→ **Obiettivi**:
(1) Secondo il brano sulle indagini relative al G8 di Genova, in quale data il ministro degli interni annunciò i trasferimenti di alcuni funzionari?
(2) Elenchi tutti i funzionari che, secondo il brano sulle indagini relative al G8 di Genova, furono trasferiti ad altro incarico.
(3) Prosegua il brano sulle indagini relative al G8 di Genova, riprendendo subito dopo l'ultima frase riportata.

→ **Brano di riferimento**:
┄┄┄┄┄┄
È stato anche riferito che la stessa procura di Genova è stata oggetto di una denuncia inoltrata al Consiglio superiore della magistratura, in cui si accusava il procuratore capo di aver firmato un ordine con cui ritardava l’accesso ai legali per gli arrestati, in violazione delle norme del diritto italiano.

 

 

INDAGINI PENALI ED AMMINISTRATIVE

 

Gli ispettori del ministero degli interni hanno condotto tre indagini amministrative (relative al raid negli edifici del Genova Social Forum, alla struttura detentiva di Bolzaneto e agli eventi verificatesi nelle strade della città), mentre la Direzione amministrativa degli istituti di pena (DAIP), annessa al ministero della giustizia, ha incaricato una commissione – tra i cui componenti vi era anche il funzionario responsabile delle operazioni di Bolzaneto – di svolgere un’indagine sul funzionamento della struttura detentiva in cui erano in servizio agenti della polizia penitenziaria e delle forze dell'ordine nei giorni del G8.

 

            Il 2 agosto 2001, il ministro degli interni ha annunciato, senza ulteriori spiegazioni, che il capo della polizia di Genova, il capo dell’unità anti-terrorismo e il vice capo della polizia (quest’ultimo responsabile per le operazioni del G8) erano stati trasferiti ad altro incarico.
┄┄┄┄┄┄
→ **Materiale presentato**:
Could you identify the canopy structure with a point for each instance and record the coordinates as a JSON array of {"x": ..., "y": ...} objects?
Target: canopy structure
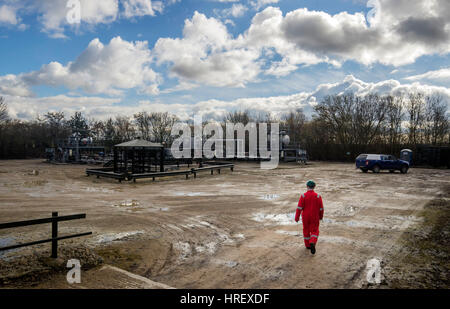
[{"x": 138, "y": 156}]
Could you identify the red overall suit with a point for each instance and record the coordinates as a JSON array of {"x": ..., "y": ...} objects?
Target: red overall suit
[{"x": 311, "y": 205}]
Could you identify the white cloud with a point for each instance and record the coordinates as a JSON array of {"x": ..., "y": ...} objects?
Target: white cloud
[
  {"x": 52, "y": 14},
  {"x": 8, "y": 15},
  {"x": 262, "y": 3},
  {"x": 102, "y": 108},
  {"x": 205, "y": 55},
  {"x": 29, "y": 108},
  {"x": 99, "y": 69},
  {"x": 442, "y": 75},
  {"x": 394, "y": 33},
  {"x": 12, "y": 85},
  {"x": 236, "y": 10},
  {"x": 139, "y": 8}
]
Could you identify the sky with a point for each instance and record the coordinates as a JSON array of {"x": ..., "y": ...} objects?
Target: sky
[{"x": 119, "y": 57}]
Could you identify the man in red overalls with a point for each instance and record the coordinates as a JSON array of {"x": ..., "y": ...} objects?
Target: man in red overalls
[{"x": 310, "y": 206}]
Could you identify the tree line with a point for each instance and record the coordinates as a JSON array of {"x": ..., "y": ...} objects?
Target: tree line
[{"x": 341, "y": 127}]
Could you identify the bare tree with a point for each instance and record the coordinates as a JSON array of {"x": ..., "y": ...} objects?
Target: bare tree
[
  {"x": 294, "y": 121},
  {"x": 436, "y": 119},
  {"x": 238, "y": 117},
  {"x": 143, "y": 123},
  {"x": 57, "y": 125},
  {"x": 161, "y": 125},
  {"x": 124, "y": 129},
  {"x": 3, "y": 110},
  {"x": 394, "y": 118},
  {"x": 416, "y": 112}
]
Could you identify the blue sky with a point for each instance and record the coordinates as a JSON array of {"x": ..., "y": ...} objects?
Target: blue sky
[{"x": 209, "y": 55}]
┄┄┄┄┄┄
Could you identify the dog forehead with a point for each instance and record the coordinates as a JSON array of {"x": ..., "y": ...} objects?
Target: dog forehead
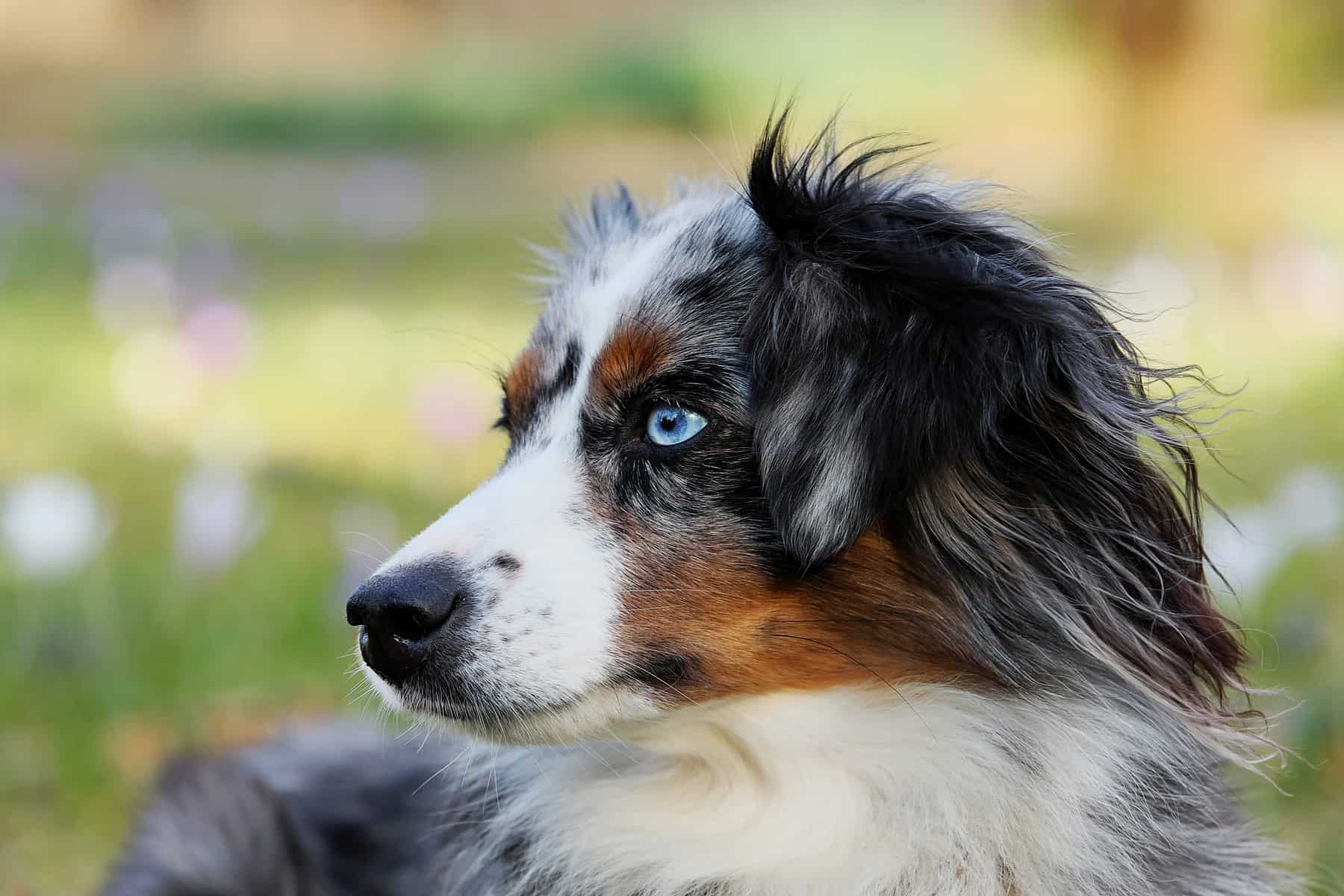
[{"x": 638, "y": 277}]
┄┄┄┄┄┄
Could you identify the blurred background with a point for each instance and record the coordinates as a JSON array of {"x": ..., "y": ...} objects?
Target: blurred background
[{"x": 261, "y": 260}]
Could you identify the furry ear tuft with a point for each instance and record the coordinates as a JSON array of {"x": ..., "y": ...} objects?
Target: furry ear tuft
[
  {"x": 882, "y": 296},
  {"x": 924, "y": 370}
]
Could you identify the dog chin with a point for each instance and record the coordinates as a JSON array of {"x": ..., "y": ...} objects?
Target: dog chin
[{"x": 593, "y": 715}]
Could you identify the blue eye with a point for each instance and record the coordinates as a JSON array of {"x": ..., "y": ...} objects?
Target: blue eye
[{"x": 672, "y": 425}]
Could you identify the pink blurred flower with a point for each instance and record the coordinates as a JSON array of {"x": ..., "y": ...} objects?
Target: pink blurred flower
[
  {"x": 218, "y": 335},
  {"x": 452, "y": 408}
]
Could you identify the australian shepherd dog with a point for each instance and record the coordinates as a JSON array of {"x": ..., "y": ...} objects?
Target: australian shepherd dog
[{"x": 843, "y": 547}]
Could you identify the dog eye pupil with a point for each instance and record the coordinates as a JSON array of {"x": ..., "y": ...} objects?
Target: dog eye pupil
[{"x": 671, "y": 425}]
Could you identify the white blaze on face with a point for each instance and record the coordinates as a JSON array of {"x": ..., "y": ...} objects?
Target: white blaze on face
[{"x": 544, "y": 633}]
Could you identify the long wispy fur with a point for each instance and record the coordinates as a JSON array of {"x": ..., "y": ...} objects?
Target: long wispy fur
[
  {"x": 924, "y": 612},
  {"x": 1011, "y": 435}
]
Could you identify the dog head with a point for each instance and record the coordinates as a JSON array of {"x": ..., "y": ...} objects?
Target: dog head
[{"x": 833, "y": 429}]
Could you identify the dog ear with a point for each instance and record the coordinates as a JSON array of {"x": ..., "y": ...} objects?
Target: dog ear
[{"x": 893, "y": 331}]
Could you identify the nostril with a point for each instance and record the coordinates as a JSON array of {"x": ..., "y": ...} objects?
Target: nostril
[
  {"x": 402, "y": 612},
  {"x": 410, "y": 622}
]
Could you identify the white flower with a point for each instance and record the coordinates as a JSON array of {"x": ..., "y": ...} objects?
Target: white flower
┄┄┄┄┄┄
→ **Risposte ai compiti**:
(1) Il 2 agosto 2001.

(2)
- il capo della polizia di Genova
- il capo dell'unità anti-terrorismo
- il vice capo della polizia, responsabile per le operazioni del G8

(3)
 

            Sono emerse una grave mancanza di coordinamento e un limitato riconoscimento, da parte del ministro degli interni e degli ispettori del DAIP, di errori, omissioni e violenza gratuita in casi isolati nella condotta degli agenti delle forze dell'ordine e della polizia penitenziaria.

 

            Un certo numero di indagini penali in merito alla condotta degli agenti sono state avviate, e sono tuttora in corso, dalla procura della Repubblica di Genova. Esse comprendono inchieste relative alla morte di Carlo Giuliani; casi di presunto uso eccessivo della forza nelle strade (Amnesty International non è al corrente di alcuna indagine specifica avviata sul ruolo di agenti di polizia in abiti borghesi durante le manifestazioni); presunti maltrattamenti ed eccessivo uso della forza da parte degli agenti durante il raid nei locali del GSF all’alba del 22 luglio; presunti maltrattamenti e trattamenti crudeli, inumani o degradanti da parte degli agenti delle forze dell'ordine e della polizia penitenziaria nei centri di detenzione, compreso Bolzaneto. Sono state aperte indagini penali anche dalla procura della Repubblica di Ancona e dalla procura di Patrasso (Grecia), in merito ai presunti maltrattamenti subiti il 19 luglio da cittadini greci che stavano raggiungendo Genova.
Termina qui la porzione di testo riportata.